**WHAT IS NEEDED:**
Please rewrite the stretch of records from the line containing "Phrase: white pitch line" through the end of the records, swapping "cow" for "cattle" and leaving everything else unchanged.
# Start of DATASET RECORDS
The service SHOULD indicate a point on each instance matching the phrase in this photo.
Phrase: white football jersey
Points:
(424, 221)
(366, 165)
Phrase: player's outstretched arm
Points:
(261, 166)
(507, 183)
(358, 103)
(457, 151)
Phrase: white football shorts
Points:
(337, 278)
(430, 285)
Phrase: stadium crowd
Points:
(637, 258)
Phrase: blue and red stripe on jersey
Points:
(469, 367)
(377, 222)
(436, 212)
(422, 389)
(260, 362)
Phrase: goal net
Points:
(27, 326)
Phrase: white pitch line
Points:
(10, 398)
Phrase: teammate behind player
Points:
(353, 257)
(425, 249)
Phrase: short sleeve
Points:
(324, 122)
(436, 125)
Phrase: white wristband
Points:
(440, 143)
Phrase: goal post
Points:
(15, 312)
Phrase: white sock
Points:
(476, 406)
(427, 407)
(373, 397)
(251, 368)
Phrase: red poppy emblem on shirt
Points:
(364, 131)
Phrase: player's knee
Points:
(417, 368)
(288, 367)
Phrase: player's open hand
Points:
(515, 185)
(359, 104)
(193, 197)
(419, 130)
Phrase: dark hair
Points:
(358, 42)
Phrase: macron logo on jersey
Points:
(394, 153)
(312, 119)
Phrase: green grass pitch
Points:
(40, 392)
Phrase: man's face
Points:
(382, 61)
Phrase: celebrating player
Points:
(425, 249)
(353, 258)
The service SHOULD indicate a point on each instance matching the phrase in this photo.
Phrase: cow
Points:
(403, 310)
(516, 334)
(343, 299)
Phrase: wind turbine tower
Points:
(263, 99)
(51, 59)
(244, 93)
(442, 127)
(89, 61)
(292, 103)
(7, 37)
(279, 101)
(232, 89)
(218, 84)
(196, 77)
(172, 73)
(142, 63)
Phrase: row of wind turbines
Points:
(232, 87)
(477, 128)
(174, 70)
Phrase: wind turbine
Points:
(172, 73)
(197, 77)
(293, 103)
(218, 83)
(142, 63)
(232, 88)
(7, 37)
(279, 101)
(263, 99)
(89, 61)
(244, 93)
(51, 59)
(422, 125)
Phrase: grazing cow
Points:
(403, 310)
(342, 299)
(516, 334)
# End of DATASET RECORDS
**TASK ANSWER:**
Phrase: white pitch line
Points:
(10, 398)
Phrase: teammate behind player
Points:
(353, 257)
(425, 249)
Phrase: short sleeve
Points:
(324, 122)
(436, 125)
Phrase: white wristband
Points:
(440, 143)
Phrase: goal post
Points:
(15, 312)
Phrase: white sock
Points:
(476, 406)
(427, 407)
(373, 397)
(251, 368)
Phrase: red poppy emblem on shirt
Points:
(364, 131)
Phrase: player's knee
Points:
(417, 368)
(288, 367)
Phrase: player's open hand
Points:
(515, 185)
(359, 104)
(193, 197)
(419, 130)
Phrase: dark hair
Points:
(358, 42)
Phrase: macron logo on jersey
Points:
(394, 153)
(312, 119)
Phrase: green grass pitch
Points:
(40, 392)
Phrase: man's face
Points:
(382, 61)
Phrase: celebrating player
Points:
(425, 249)
(353, 258)
The service SHOULD indicate a point on each instance matching the phrase in this photo.
Phrase: cattle
Points:
(403, 310)
(516, 334)
(343, 299)
Phrase: wind turbine tower
Points:
(263, 99)
(51, 59)
(244, 93)
(442, 127)
(89, 61)
(292, 103)
(7, 37)
(279, 101)
(232, 89)
(218, 84)
(196, 77)
(172, 73)
(142, 63)
Phrase: row of wind turbines
Points:
(232, 87)
(477, 128)
(174, 70)
Phrase: wind turbine
Points:
(172, 73)
(197, 77)
(293, 103)
(218, 83)
(142, 63)
(232, 88)
(7, 37)
(279, 101)
(263, 99)
(89, 61)
(244, 93)
(51, 59)
(422, 125)
Phrase: grazing cattle
Points:
(403, 310)
(342, 299)
(516, 334)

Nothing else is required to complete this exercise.